- **Directions for this task**
Your reply should hold only the lines from the records below where "beagle" occurs.

+++ Material for this exercise

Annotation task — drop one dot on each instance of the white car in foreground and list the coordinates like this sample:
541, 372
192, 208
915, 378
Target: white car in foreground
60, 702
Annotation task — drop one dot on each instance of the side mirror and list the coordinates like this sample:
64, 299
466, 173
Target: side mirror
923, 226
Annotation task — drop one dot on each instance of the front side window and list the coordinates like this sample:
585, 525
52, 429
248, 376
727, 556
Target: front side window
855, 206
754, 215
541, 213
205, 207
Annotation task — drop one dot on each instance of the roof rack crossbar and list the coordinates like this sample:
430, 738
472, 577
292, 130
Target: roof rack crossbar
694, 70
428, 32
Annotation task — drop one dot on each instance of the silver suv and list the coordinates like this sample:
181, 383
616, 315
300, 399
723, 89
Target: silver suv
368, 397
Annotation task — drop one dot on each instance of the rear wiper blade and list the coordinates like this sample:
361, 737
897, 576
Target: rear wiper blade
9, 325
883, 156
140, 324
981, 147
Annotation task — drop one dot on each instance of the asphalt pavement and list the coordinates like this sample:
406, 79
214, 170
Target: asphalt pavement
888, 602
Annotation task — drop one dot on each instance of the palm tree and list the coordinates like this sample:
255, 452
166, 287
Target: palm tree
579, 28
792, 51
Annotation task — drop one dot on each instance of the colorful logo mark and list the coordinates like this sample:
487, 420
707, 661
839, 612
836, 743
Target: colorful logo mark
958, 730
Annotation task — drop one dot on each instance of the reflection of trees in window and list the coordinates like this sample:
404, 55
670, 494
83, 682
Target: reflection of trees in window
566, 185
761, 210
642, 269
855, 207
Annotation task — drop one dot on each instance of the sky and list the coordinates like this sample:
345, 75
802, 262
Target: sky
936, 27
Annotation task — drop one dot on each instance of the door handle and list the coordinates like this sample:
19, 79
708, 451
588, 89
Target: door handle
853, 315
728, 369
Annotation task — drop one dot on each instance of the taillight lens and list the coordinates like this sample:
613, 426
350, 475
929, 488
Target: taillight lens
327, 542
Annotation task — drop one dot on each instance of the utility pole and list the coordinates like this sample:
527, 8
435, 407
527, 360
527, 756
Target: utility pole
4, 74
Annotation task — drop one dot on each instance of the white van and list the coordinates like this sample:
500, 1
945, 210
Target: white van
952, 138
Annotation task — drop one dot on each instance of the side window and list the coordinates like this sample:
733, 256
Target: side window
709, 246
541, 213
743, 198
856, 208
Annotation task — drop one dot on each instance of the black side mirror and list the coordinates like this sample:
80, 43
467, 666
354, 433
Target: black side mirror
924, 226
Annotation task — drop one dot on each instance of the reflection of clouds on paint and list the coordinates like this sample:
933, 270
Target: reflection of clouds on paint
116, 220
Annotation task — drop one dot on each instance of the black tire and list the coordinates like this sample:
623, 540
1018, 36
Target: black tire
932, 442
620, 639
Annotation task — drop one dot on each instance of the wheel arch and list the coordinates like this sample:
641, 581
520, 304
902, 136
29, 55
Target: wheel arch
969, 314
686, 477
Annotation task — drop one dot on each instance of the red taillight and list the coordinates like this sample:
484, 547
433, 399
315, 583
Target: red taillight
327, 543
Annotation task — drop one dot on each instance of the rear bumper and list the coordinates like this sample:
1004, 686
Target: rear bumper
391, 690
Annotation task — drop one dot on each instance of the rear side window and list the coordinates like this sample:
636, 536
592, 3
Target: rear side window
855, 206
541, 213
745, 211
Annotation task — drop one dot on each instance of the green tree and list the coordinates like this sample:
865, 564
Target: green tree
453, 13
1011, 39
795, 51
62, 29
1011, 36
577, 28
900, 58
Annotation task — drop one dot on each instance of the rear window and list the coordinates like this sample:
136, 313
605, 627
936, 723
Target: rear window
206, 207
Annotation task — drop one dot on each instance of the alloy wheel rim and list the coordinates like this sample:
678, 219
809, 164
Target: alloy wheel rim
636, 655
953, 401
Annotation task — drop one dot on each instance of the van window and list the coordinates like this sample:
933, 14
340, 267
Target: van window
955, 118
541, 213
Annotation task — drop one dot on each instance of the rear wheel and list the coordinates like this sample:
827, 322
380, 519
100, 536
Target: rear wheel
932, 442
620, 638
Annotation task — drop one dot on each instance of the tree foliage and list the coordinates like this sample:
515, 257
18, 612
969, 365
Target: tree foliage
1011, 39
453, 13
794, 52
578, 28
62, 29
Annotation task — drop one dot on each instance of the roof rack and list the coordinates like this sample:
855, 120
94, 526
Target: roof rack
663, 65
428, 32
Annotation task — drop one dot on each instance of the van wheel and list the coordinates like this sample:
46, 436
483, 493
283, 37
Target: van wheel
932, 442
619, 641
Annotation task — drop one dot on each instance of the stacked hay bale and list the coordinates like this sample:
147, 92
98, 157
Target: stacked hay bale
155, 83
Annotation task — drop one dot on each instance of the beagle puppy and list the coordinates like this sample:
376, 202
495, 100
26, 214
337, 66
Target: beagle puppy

++++++

- **Answer to this problem**
Annotation task — drop one dot on each instance of the beagle puppy and list the coordinates like this sample:
Target: beagle puppy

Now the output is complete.